§ Page excerpt
┌──

November 5th, 2004, 03:23 PM
DS Moorby stared, reaching in and taking hold of Claire's wrist.
"Constable," she ordered, turning to the cop standing next to her, "Get one of the forensics boffins out here now."
"I want you to relax," she told Claire, raising the wrist above the woman's head. "Maybe it's just the color leeching off. Is there any pain? Feel like you're going to faint or something?"
One of the forensic techs appeared with his box. Seeing the hand, he frowned and put his box on the roof of the car, rummaging through it for a sample swab.
"This egg Claire - was it one of the things stolen last night? Where did you get it? What did it look like?"
November 5th, 2004, 03:34 PM
"Errrr, it was on the desk, just an old porcelain egg, the sort that was put under hens to encourage them to lay."
DS Moody frowned as the edges of Claire's fingers started to fade. "You feeling ill, anything."
"Are you..." Claire giggled for some reason she could not understand
"Nothing like that on the desk now." The constable said flipping through the list of what was in the shop, or at least what was on top of the layers of bits and pieces.
Claire's whole hand was now fading as was DS Moody's fingers where she held Claire's wrist.
"Stand back let me through," one of the white suited forensics team said.
But there was no one there for him to see once they had let him through, Claire and DS Moody were else where. They were mere shades of themselves standing in the grimy sitting room of a grimy flat belonging to a friend of a freind of a professional thief.
Said thief was fast asleep on the overstuffed sofa one hand round an empty Newcastle brown ale bottle, the other holding a glowing pale blue egg.
November 5th, 2004, 03:50 PM
A cold chill filled Sam Moorby as everything faded around her. Instinctively she clung to Claire's wrist.
"Wha... what is this?" she stammered in the gray mist. "What's happening?"

└──

§ Questions on the material
1/ List every timestamp that appears in the story excerpt.
2/ Condense the story excerpt's paragraph beginning "One of the forensic techs appeared" into a short list of its main facts.

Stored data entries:
┌──

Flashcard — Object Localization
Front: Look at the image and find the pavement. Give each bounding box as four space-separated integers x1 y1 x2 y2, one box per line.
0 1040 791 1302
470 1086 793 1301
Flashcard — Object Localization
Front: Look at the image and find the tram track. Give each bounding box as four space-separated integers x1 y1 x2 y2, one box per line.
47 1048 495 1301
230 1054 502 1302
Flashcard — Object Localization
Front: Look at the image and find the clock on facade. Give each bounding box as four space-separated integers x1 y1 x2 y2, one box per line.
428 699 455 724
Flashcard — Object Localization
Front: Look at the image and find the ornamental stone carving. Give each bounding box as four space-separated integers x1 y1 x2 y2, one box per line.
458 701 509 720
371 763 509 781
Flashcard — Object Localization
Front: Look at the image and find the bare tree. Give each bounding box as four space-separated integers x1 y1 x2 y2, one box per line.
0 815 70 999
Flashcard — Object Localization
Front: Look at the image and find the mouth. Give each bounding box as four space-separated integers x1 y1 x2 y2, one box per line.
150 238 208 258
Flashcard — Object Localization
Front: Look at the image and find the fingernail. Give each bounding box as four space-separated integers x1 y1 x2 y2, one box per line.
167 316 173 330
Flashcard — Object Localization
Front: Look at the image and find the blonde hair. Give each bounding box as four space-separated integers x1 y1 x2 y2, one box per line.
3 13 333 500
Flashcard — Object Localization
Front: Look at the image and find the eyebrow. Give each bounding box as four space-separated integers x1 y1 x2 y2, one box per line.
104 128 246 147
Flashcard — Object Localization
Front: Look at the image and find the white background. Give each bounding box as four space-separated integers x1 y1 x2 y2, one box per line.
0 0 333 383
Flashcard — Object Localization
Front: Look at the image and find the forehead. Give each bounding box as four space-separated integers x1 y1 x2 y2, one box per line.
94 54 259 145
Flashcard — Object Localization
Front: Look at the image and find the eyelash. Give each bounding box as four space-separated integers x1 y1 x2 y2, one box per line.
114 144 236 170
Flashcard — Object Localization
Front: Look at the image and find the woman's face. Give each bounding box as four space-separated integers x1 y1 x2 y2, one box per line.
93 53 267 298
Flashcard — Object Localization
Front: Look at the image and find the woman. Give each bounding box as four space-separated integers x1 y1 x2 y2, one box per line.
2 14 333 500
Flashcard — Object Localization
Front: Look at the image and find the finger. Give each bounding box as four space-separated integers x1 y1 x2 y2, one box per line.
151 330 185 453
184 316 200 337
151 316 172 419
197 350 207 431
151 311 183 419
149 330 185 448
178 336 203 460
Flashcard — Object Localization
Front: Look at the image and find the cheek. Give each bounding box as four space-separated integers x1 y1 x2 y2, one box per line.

└──

§ Responses by item number
1/
November 5th, 2004, 03:23 PM
November 5th, 2004, 03:34 PM
November 5th, 2004, 03:50 PM

2/
- A forensic tech arrived with his box.
- He frowned on seeing the hand.
- He set the box on the car roof.
- He searched it for a sample swab.